* **Supplied passage**:
START
2. Mr. Keep it Simple: "Keep it Simple" Managers' strengths usually ly in their ability to manage personnel. They are very good at deciphering who’s up for the fight and who isn't as well as recognizing where the talent lies in the squad and enabling it. They keep it very simple tactically and allow for the players to ‘get on with it’. This represents a certain benefit particularly when the squad are fresh from dealing with a manager who is tactic heavy; Removal of those restrictions and inhibitions frees up the players and allows them to get back to enjoying their football and expressing themselves. This is why managers of this type tend to be very well fit for relegation struggling sides: They come in, get the players playing and the fighting spirit going and get the club moving on up. However, manager like this have a limit. Because of their sheer lack of tactical understanding and know how particularly relative to other managers, teams managed by KIS managers rarely beat better sides or the high-ups in the league. They simply stand a better chance at beating the sides they are expected to beat. As a result, KIS manager will never manage a side in the upper echelons of a league because his added value as a manager is far too limited to be of any use to the big sides who have aspirations of silverware on a regular basis. You’ll find that (unfortunately) a lot of the English managers fall under this category, and its quite reflective of the low level of tactical understanding within the English game. Very rarely has any tactical insights, instructions from the sidelines include ‘get at em’ and ‘get stuck in’, Tim Sherwood, Harry Redknapp, Alan Pardrew, most First Team Coaches doing an interim job..
END
* **Requirement a**:
Express the rows as a JSON list of strings, one string per line and no blank lines, starting at the first row and ending with the line containing "(1197, 292)", with that line included.

Location annotation dataset excerpts:
START
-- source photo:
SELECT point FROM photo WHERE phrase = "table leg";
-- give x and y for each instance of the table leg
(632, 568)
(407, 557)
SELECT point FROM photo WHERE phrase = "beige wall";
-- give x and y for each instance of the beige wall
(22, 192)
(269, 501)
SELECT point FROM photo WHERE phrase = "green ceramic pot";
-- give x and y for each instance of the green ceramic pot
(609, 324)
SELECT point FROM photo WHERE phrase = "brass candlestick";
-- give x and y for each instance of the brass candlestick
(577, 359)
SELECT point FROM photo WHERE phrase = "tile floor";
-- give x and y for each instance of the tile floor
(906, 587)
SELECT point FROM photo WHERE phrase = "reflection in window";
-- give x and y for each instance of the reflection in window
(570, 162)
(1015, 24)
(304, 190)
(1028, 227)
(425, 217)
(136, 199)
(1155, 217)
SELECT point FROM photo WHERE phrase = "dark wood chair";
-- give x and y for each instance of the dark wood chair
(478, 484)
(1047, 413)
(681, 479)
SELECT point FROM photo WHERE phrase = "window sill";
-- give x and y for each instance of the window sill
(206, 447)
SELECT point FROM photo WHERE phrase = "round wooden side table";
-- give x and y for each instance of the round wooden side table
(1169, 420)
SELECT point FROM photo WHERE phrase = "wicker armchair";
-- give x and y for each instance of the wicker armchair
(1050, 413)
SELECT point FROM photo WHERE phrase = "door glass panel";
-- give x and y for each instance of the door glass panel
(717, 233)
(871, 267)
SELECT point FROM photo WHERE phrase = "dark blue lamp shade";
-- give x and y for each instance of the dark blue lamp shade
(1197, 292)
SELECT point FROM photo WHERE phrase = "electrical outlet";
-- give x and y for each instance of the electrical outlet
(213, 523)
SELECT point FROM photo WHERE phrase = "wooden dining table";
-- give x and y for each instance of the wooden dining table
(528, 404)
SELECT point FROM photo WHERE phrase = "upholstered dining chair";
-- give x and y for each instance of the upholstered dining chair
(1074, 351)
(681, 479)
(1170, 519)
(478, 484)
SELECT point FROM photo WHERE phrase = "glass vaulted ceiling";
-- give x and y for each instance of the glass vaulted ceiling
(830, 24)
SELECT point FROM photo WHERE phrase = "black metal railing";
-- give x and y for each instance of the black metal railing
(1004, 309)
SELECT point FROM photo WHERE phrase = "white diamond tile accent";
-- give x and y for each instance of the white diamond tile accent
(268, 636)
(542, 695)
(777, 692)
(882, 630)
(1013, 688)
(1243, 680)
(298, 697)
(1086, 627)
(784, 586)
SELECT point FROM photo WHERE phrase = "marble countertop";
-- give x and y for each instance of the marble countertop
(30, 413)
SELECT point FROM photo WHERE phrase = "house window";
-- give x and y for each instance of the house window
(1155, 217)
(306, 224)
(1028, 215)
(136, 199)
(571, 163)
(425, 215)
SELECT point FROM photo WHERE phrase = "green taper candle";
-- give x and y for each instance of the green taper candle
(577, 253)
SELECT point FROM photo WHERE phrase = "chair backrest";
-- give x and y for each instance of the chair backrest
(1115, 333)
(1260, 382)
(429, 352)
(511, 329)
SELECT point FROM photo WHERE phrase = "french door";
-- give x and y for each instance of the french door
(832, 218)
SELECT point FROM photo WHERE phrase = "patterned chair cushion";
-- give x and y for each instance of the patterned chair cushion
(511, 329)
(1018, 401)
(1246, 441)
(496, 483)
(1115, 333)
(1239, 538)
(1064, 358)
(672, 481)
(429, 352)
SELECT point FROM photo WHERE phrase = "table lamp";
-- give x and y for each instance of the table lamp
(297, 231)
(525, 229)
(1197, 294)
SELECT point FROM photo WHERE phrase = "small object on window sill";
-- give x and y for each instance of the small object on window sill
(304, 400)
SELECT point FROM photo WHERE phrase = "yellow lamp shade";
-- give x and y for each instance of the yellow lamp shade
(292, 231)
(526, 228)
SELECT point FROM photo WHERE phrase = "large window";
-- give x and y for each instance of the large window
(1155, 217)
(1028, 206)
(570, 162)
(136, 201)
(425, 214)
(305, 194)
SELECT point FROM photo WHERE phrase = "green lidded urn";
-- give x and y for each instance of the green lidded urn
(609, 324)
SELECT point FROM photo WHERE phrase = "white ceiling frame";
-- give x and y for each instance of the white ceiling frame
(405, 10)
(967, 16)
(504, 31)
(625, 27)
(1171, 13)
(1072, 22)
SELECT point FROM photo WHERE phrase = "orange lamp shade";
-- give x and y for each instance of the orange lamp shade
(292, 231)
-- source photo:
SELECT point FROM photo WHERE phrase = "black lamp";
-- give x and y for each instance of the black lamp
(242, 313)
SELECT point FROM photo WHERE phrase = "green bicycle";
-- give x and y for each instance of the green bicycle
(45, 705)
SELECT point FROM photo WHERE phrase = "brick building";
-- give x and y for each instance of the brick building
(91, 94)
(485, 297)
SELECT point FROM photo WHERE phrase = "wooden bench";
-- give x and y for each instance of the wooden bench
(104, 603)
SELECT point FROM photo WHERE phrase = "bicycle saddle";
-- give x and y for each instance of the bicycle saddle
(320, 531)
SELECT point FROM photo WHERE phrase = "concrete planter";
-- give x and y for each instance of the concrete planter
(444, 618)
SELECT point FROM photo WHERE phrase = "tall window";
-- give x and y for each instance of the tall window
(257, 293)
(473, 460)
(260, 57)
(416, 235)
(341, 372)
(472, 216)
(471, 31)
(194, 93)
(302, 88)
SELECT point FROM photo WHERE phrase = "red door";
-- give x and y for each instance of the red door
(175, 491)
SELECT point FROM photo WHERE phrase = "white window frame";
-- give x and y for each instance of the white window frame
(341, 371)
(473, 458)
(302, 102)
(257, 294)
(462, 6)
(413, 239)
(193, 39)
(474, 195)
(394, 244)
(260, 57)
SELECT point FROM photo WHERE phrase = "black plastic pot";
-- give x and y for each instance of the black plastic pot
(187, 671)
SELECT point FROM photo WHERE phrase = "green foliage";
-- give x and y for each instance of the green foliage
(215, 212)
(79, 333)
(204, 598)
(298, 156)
END
* **Requirement b**:
According to the passage on "Keep it Simple" managers, what kind of sides are these managers well suited to?

* **Problem solution a**:
[
  "-- source photo:",
  "SELECT point FROM photo WHERE phrase = \"table leg\";",
  "-- give x and y for each instance of the table leg",
  "(632, 568)",
  "(407, 557)",
  "SELECT point FROM photo WHERE phrase = \"beige wall\";",
  "-- give x and y for each instance of the beige wall",
  "(22, 192)",
  "(269, 501)",
  "SELECT point FROM photo WHERE phrase = \"green ceramic pot\";",
  "-- give x and y for each instance of the green ceramic pot",
  "(609, 324)",
  "SELECT point FROM photo WHERE phrase = \"brass candlestick\";",
  "-- give x and y for each instance of the brass candlestick",
  "(577, 359)",
  "SELECT point FROM photo WHERE phrase = \"tile floor\";",
  "-- give x and y for each instance of the tile floor",
  "(906, 587)",
  "SELECT point FROM photo WHERE phrase = \"reflection in window\";",
  "-- give x and y for each instance of the reflection in window",
  "(570, 162)",
  "(1015, 24)",
  "(304, 190)",
  "(1028, 227)",
  "(425, 217)",
  "(136, 199)",
  "(1155, 217)",
  "SELECT point FROM photo WHERE phrase = \"dark wood chair\";",
  "-- give x and y for each instance of the dark wood chair",
  "(478, 484)",
  "(1047, 413)",
  "(681, 479)",
  "SELECT point FROM photo WHERE phrase = \"window sill\";",
  "-- give x and y for each instance of the window sill",
  "(206, 447)",
  "SELECT point FROM photo WHERE phrase = \"round wooden side table\";",
  "-- give x and y for each instance of the round wooden side table",
  "(1169, 420)",
  "SELECT point FROM photo WHERE phrase = \"wicker armchair\";",
  "-- give x and y for each instance of the wicker armchair",
  "(1050, 413)",
  "SELECT point FROM photo WHERE phrase = \"door glass panel\";",
  "-- give x and y for each instance of the door glass panel",
  "(717, 233)",
  "(871, 267)",
  "SELECT point FROM photo WHERE phrase = \"dark blue lamp shade\";",
  "-- give x and y for each instance of the dark blue lamp shade",
  "(1197, 292)"
]

* **Problem solution b**:
Sides struggling against relegation.